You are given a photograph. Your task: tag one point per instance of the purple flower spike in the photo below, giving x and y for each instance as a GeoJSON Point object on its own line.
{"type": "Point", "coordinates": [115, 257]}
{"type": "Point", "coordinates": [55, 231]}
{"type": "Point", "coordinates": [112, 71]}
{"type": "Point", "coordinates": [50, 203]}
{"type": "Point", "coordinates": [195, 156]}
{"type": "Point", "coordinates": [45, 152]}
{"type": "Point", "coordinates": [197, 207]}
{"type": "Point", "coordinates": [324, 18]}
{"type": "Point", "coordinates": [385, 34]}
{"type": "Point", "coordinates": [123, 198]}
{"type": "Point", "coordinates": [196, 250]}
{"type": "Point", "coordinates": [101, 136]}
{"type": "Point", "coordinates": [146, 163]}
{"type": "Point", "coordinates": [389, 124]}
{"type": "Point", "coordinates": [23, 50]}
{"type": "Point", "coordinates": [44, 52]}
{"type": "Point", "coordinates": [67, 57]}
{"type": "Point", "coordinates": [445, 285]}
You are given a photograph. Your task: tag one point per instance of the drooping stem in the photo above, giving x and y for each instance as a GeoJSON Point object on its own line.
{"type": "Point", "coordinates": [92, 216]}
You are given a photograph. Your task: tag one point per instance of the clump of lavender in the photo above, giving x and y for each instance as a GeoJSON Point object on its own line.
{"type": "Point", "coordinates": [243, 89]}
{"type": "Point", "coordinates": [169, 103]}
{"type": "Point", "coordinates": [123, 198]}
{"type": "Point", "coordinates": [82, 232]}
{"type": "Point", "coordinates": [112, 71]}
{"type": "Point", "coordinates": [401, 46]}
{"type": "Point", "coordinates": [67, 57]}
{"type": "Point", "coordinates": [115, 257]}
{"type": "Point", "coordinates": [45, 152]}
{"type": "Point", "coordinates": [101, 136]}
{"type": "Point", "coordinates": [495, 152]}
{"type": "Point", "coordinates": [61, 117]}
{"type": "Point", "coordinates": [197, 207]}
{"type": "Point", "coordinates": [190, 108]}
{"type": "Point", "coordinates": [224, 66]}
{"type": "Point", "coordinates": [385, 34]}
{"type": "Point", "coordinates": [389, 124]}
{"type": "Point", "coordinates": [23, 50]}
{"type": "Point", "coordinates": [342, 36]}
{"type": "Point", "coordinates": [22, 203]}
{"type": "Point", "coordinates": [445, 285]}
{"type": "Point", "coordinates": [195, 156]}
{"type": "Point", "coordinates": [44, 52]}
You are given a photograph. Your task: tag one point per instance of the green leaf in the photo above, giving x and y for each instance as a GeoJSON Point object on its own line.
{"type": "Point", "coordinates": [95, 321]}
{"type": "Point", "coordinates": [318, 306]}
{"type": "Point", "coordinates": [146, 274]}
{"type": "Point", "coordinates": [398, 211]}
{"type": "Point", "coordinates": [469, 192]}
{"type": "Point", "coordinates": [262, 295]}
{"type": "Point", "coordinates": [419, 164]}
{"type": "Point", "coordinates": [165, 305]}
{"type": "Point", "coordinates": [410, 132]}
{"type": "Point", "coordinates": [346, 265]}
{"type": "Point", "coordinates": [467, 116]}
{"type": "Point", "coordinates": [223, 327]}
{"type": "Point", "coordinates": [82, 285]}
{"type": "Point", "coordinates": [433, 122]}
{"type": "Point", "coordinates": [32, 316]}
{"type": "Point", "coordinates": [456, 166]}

#####

* _TASK OBJECTIVE_:
Retype exactly, please, each line from the line that contains "of the green" through the last line of the entries above, with nothing added.

* _SOLVED EXERCISE_:
You are given a photograph. Your task: tag one point per instance of the green leaf in the photo above, giving x and y for each instance as a GeoJSON Point object on its own line.
{"type": "Point", "coordinates": [95, 321]}
{"type": "Point", "coordinates": [318, 306]}
{"type": "Point", "coordinates": [146, 274]}
{"type": "Point", "coordinates": [398, 211]}
{"type": "Point", "coordinates": [469, 192]}
{"type": "Point", "coordinates": [262, 295]}
{"type": "Point", "coordinates": [419, 164]}
{"type": "Point", "coordinates": [165, 305]}
{"type": "Point", "coordinates": [410, 132]}
{"type": "Point", "coordinates": [346, 265]}
{"type": "Point", "coordinates": [467, 116]}
{"type": "Point", "coordinates": [223, 327]}
{"type": "Point", "coordinates": [82, 285]}
{"type": "Point", "coordinates": [433, 122]}
{"type": "Point", "coordinates": [32, 316]}
{"type": "Point", "coordinates": [456, 166]}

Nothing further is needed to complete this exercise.